→ Given passage
A Yale researcher has helped shed light on the role genes play in Crohn’s disease, a serious and relatively common disorder that affects the digestive tract.

The Inflammatory Bowel Disease Genetics Research Consortium, a group of researchers from the United States and Canada, reported in the online Science Express on Thursday that mutations in a particular gene are associated with Crohn’s disease. School of Medicine professor Judy Cho, a senior author of the study, was the principal investigator of IBDGRC’s data coordinating center and the chair of the steering committee.

The National Institutes of Health estimates that as many as 500,000 Americans have Crohn’s disease, a chronic disorder that causes inflammation of the digestive tract. Cho said the group compared the genomes of patients with the disease to the genomes of healthy individuals in order to search for possible genetic causes. It identified a mutation that alters the IL-23 receptor, which is involved in an inflammatory response associated with Crohn’s.

“We compared the genes of these two groups and found that there were three significant differences between the patients and control,” Cho said. “Two were the previously identified mutations in a gene called CARD15. The other was a completely new gene in IL-23 receptor.”

→ Data excerpt
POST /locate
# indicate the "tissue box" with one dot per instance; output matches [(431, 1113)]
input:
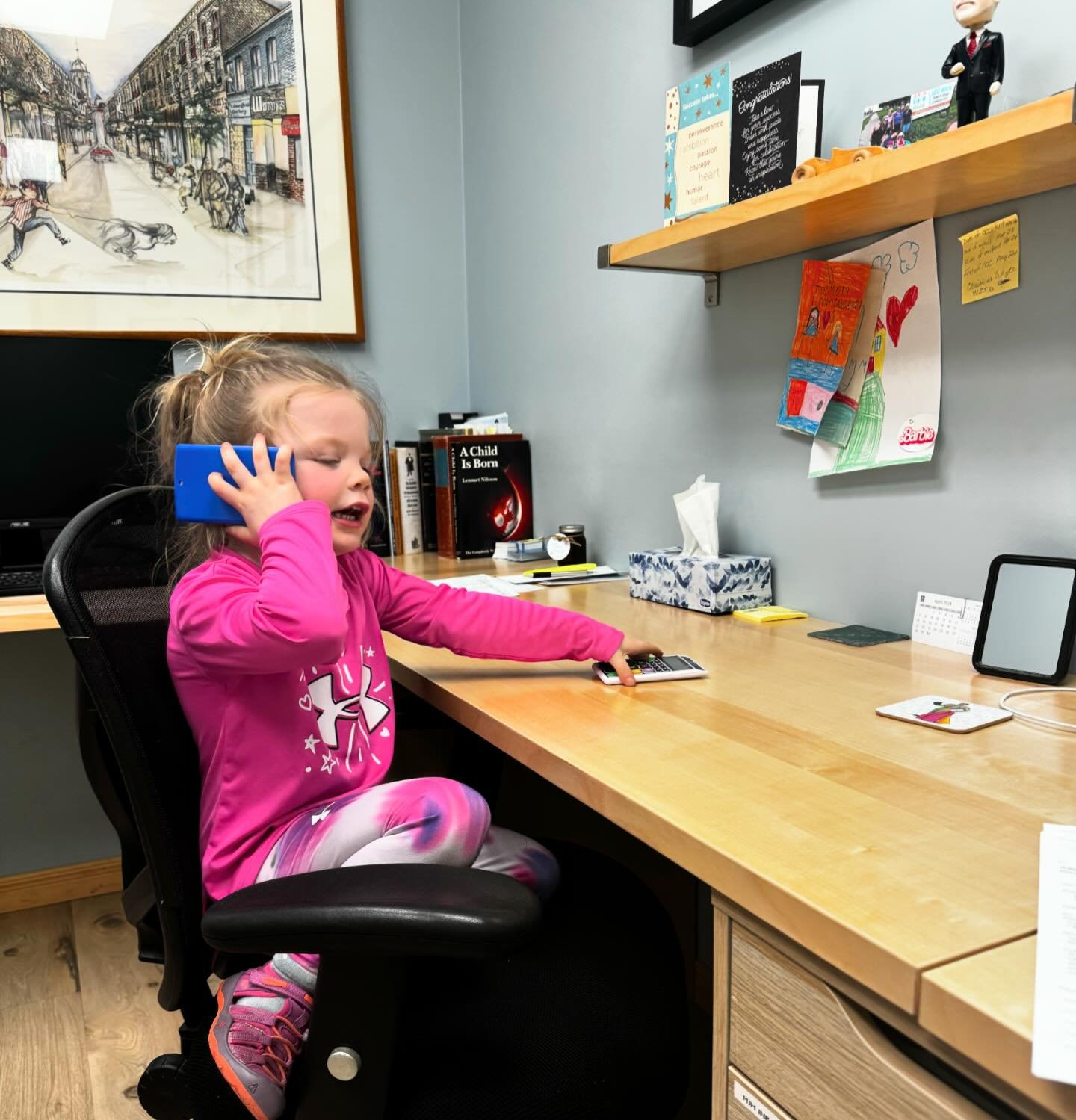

→ Task item
Answer from the Crohn's disease article.
(a) Where did the consortium report its findings?
(b) According to the National Institutes of Health, as many as how many Americans have Crohn's disease?
(c) In what gene were the two previously identified mutations found?

→ Your response
(a) In the online Science Express
(b) As many as 500,000
(c) CARD15